■ **Mask labeling examples**
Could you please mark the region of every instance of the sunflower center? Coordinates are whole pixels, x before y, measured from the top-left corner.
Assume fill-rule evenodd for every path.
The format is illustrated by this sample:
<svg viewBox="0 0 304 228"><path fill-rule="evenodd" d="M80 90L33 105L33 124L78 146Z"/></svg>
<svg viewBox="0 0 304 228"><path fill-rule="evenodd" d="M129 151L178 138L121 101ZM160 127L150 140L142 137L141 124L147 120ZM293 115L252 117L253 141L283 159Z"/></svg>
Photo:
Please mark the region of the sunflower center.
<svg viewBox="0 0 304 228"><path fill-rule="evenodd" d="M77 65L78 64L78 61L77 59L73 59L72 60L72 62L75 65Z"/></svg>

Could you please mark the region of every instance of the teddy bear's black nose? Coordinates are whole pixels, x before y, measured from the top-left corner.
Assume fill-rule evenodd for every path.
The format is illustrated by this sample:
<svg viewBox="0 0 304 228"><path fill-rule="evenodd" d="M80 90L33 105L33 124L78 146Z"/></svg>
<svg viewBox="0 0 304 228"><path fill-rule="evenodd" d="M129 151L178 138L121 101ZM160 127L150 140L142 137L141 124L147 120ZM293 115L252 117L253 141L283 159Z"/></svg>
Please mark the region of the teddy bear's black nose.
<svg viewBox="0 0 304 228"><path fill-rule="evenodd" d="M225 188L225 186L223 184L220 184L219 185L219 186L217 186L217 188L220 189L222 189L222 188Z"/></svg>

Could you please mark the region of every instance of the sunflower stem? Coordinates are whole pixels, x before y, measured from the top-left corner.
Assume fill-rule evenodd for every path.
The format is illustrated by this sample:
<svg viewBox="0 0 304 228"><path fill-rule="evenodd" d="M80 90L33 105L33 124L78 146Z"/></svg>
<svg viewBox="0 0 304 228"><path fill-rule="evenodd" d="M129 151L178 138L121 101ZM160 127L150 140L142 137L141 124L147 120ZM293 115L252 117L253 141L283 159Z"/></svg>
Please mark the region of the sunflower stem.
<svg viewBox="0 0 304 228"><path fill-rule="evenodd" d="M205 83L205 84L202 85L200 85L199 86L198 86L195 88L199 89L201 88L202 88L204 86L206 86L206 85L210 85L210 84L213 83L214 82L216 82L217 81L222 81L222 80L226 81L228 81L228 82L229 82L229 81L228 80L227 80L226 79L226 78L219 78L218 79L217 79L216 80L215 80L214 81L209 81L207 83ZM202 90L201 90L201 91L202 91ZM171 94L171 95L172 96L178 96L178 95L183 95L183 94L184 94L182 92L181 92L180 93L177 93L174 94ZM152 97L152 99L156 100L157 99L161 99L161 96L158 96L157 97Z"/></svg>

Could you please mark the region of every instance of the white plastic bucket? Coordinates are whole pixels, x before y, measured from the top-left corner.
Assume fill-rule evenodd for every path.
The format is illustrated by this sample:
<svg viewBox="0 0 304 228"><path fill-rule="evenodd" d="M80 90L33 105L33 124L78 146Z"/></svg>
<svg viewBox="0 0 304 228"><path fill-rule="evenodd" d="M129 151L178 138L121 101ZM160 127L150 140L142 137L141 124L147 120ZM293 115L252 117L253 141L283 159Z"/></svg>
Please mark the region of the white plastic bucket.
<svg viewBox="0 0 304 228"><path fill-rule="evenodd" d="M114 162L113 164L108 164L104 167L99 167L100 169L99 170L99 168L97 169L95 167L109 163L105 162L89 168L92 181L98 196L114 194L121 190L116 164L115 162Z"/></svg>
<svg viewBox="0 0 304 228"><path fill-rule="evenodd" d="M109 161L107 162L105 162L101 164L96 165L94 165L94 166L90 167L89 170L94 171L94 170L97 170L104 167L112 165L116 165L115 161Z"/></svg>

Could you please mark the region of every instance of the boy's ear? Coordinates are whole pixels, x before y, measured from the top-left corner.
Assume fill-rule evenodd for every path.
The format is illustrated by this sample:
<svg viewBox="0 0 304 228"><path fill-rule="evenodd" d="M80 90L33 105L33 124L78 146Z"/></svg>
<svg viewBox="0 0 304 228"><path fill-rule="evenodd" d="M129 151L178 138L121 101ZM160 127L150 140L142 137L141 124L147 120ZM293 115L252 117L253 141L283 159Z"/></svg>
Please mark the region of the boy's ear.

■ **THE EXERCISE**
Can you give back every one of the records above, reproduced word for word and line for line?

■ **FINAL RESULT**
Could you please mark the region of every instance of the sunflower center? Coordinates are whole pixels, x before y, measured from the top-left corner.
Assume fill-rule evenodd for every path.
The format is illustrated by this sample:
<svg viewBox="0 0 304 228"><path fill-rule="evenodd" d="M80 90L33 105L33 124L78 146Z"/></svg>
<svg viewBox="0 0 304 228"><path fill-rule="evenodd" d="M129 151L178 138L121 101ZM160 127L150 140L142 137L141 124L147 120ZM293 115L252 117L253 141L283 159Z"/></svg>
Photo:
Please mark the region of the sunflower center.
<svg viewBox="0 0 304 228"><path fill-rule="evenodd" d="M77 65L78 64L78 61L77 59L73 59L72 60L72 62L75 65Z"/></svg>

Could you please mark the region of every instance of the teddy bear's black nose? Coordinates are whole pixels, x before y, measured from the top-left corner.
Assume fill-rule evenodd for every path.
The format is illustrated by this sample:
<svg viewBox="0 0 304 228"><path fill-rule="evenodd" d="M80 90L33 105L33 124L78 146Z"/></svg>
<svg viewBox="0 0 304 228"><path fill-rule="evenodd" d="M129 151L178 138L121 101ZM160 127L150 140L142 137L141 124L147 120ZM293 115L252 117L253 141L283 159Z"/></svg>
Please mark the region of the teddy bear's black nose.
<svg viewBox="0 0 304 228"><path fill-rule="evenodd" d="M225 188L225 186L223 184L220 184L219 185L219 186L217 186L217 188L220 189L222 189L222 188Z"/></svg>

Could you please mark the region of every instance of the sunflower stem? Coordinates are whole pixels, x before y, measured from the top-left corner.
Assume fill-rule evenodd for every path.
The format is illustrated by this sample:
<svg viewBox="0 0 304 228"><path fill-rule="evenodd" d="M80 90L33 105L33 124L78 146Z"/></svg>
<svg viewBox="0 0 304 228"><path fill-rule="evenodd" d="M129 151L178 138L121 101ZM160 127L150 140L142 137L141 124L147 120ZM293 115L252 117L253 141L283 159Z"/></svg>
Please mark the region of the sunflower stem.
<svg viewBox="0 0 304 228"><path fill-rule="evenodd" d="M205 83L205 84L202 85L200 85L199 86L198 86L195 88L199 89L201 88L202 88L204 86L206 86L206 85L210 85L210 84L213 83L214 82L216 82L217 81L222 81L222 80L226 81L228 81L228 82L229 82L229 81L228 80L227 80L226 79L226 78L219 78L218 79L217 79L216 80L215 80L214 81L209 81L207 83ZM202 90L201 90L201 91L202 91ZM171 94L171 95L172 96L178 96L178 95L183 95L183 94L184 94L182 92L181 92L180 93L177 93L174 94ZM152 97L152 99L156 100L157 99L161 99L161 96L158 96L157 97Z"/></svg>

Could you please mark the region of every instance of the white plastic bucket? Coordinates are whole pixels, x before y, measured from the top-left corner.
Assume fill-rule evenodd for every path.
The format is illustrated by this sample:
<svg viewBox="0 0 304 228"><path fill-rule="evenodd" d="M80 90L33 105L33 124L78 146Z"/></svg>
<svg viewBox="0 0 304 228"><path fill-rule="evenodd" d="M129 151L178 138L121 101ZM160 127L150 140L142 137L141 124L147 120ZM293 115L252 117L253 141L283 159Z"/></svg>
Please mark the region of the white plastic bucket.
<svg viewBox="0 0 304 228"><path fill-rule="evenodd" d="M114 162L113 164L108 164L104 167L99 167L100 169L99 170L99 168L97 169L95 167L109 163L105 162L89 168L92 181L98 196L114 194L121 190L116 164L115 162Z"/></svg>
<svg viewBox="0 0 304 228"><path fill-rule="evenodd" d="M109 161L107 162L105 162L101 164L96 165L94 165L94 166L90 167L89 170L94 171L94 170L97 170L104 167L112 165L116 165L115 161Z"/></svg>

Could you please mark the region of every instance of the boy's ear? Coordinates are whole pixels, x before y, measured from the top-left corner.
Assume fill-rule evenodd for every path.
The format is illustrated by this sample:
<svg viewBox="0 0 304 228"><path fill-rule="evenodd" d="M80 90L33 105L33 124L78 146Z"/></svg>
<svg viewBox="0 0 304 228"><path fill-rule="evenodd" d="M129 151L178 138L121 101ZM160 127L150 140L142 137L141 124L147 120ZM293 115L252 117L253 141L283 159Z"/></svg>
Please mark the region of the boy's ear.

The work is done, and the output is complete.